#### [Assignment]
Go over the entries and report the lines where the word "dark" occurs.

#### [Source material]
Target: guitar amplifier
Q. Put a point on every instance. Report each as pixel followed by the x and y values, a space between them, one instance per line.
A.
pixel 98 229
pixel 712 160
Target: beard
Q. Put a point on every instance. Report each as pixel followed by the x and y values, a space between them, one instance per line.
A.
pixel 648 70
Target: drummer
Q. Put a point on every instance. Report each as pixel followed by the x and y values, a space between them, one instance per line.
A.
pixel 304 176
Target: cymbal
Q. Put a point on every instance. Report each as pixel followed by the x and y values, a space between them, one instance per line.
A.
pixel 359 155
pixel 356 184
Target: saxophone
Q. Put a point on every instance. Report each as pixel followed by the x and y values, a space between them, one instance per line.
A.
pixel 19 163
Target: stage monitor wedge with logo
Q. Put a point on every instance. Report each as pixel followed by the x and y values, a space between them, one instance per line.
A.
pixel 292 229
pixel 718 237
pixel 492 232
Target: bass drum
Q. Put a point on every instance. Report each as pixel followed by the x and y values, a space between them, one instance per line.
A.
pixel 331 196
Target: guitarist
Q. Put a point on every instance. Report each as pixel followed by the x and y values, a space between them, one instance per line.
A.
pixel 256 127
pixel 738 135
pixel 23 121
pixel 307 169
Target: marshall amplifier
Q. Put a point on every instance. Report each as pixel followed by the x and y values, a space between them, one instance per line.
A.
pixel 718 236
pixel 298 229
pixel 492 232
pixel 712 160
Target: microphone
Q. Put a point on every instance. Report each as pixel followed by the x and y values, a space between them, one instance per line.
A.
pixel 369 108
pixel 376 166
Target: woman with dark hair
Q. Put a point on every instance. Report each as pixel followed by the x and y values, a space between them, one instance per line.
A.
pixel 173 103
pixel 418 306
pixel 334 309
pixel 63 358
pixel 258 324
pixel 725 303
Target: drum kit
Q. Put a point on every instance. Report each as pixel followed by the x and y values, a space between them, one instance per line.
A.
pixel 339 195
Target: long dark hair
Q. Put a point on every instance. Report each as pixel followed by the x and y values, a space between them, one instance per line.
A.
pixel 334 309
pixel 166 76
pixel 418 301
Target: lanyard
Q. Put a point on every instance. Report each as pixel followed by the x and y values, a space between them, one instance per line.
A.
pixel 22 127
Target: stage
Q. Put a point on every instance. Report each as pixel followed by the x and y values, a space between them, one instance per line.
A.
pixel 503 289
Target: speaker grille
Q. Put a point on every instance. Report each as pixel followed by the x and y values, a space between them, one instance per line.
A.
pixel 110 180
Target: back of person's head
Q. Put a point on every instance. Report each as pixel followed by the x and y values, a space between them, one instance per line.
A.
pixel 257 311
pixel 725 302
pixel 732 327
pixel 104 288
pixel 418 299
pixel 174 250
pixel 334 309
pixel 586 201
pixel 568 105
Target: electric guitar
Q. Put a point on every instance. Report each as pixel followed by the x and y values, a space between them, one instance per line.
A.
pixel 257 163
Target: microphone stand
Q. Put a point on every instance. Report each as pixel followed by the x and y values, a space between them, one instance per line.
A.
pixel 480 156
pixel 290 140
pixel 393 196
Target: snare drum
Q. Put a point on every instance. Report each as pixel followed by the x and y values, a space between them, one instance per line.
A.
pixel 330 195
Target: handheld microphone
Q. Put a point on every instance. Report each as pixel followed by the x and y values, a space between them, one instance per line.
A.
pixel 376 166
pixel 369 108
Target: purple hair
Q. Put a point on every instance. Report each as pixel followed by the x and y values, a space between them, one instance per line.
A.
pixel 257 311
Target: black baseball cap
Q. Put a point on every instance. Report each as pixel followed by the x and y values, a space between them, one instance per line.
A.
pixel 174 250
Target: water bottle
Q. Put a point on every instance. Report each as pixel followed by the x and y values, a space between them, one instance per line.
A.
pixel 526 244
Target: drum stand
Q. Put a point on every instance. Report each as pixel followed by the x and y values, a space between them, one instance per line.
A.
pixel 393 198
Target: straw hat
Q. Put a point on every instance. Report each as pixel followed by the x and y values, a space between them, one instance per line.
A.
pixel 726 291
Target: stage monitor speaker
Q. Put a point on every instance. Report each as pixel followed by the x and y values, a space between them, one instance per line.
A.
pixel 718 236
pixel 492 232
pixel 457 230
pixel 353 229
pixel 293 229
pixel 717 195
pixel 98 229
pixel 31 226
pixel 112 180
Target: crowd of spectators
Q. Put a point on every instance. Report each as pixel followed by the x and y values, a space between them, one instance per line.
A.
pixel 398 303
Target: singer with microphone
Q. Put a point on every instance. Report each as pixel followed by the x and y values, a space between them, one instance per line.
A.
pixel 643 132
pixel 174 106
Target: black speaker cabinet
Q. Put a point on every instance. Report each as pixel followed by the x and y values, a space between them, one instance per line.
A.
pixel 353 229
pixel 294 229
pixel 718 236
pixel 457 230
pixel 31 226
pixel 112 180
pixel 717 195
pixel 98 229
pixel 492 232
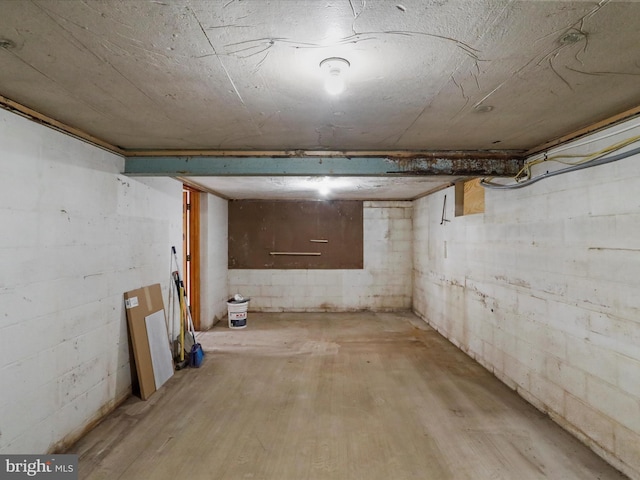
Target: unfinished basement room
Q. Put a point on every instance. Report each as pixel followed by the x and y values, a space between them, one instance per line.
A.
pixel 320 239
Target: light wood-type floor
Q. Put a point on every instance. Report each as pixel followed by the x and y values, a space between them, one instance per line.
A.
pixel 333 396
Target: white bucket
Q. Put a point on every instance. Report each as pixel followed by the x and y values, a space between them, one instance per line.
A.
pixel 237 313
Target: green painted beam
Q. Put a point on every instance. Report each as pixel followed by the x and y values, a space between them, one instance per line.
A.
pixel 180 166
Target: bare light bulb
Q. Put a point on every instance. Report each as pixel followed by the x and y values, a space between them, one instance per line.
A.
pixel 334 70
pixel 334 83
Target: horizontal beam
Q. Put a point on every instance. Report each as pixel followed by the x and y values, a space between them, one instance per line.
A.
pixel 180 166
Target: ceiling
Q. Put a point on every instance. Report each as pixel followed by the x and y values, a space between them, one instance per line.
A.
pixel 244 76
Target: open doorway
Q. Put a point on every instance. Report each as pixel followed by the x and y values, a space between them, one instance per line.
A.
pixel 191 249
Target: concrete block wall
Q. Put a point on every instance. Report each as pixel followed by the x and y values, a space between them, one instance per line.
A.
pixel 75 235
pixel 385 283
pixel 213 248
pixel 542 289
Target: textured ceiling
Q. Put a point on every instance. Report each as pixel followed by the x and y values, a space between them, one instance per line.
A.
pixel 244 74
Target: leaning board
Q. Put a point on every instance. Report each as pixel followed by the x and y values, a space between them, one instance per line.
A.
pixel 140 304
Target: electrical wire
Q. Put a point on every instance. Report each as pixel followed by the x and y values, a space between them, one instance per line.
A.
pixel 524 177
pixel 573 168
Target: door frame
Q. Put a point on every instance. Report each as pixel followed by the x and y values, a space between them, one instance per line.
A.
pixel 191 249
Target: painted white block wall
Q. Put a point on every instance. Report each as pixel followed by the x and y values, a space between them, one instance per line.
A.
pixel 75 236
pixel 214 250
pixel 385 283
pixel 542 289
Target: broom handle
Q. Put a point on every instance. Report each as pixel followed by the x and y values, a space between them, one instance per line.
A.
pixel 188 318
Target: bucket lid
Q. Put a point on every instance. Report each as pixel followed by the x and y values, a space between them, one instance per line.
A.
pixel 233 301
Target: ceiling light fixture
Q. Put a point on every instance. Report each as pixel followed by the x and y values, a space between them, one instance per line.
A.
pixel 334 69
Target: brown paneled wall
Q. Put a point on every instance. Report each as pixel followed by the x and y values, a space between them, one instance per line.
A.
pixel 295 234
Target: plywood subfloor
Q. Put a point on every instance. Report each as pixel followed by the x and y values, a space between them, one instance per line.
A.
pixel 333 396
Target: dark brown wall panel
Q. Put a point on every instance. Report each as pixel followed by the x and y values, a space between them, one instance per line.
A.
pixel 280 234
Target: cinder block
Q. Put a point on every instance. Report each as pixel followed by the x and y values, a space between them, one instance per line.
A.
pixel 627 448
pixel 613 402
pixel 590 421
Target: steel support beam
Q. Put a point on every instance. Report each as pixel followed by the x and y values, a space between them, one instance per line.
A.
pixel 180 166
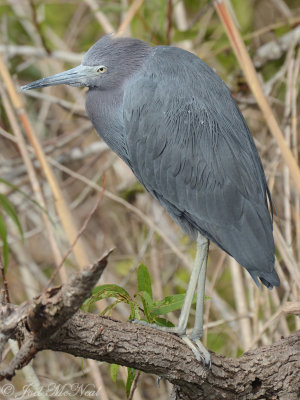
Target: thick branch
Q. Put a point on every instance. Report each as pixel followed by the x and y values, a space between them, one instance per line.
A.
pixel 53 322
pixel 267 372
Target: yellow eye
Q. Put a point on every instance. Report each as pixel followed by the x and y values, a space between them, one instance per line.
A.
pixel 102 69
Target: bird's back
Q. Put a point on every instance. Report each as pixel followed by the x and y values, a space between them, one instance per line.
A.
pixel 189 145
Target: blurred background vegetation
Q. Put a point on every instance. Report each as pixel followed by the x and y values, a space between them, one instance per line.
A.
pixel 106 205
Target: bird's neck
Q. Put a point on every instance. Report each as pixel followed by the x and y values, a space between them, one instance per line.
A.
pixel 104 109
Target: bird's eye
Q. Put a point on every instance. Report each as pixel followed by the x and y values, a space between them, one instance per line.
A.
pixel 102 69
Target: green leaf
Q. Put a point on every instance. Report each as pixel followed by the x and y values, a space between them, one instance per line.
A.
pixel 144 280
pixel 114 369
pixel 9 209
pixel 130 378
pixel 5 250
pixel 168 304
pixel 115 291
pixel 164 322
pixel 109 308
pixel 147 305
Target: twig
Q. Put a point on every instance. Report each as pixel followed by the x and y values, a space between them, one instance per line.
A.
pixel 80 232
pixel 253 82
pixel 128 17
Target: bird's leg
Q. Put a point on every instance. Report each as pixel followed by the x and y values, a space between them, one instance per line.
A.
pixel 197 279
pixel 199 265
pixel 197 333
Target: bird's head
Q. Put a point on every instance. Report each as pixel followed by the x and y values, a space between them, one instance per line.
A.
pixel 106 65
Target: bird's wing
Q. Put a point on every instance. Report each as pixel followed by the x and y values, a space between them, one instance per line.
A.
pixel 190 147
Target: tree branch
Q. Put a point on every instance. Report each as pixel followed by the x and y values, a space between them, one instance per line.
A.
pixel 53 322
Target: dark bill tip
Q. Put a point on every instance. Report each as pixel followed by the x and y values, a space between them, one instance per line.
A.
pixel 77 76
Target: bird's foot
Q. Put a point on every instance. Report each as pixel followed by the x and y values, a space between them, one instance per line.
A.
pixel 199 350
pixel 194 343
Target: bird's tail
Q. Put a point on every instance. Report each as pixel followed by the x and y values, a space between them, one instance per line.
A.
pixel 268 279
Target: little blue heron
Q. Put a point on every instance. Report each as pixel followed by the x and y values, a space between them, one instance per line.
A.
pixel 173 121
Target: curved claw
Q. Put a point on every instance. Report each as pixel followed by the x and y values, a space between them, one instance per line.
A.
pixel 200 352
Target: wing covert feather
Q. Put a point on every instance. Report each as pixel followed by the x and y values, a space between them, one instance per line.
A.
pixel 201 165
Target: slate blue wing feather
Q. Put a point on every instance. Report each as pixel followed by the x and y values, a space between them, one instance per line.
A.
pixel 190 147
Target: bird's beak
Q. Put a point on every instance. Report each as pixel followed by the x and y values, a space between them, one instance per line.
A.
pixel 77 76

#### [Result of this exercise]
Target: woman with dark hair
Target: long dark hair
Target: dark brown wall panel
Target: dark bill tip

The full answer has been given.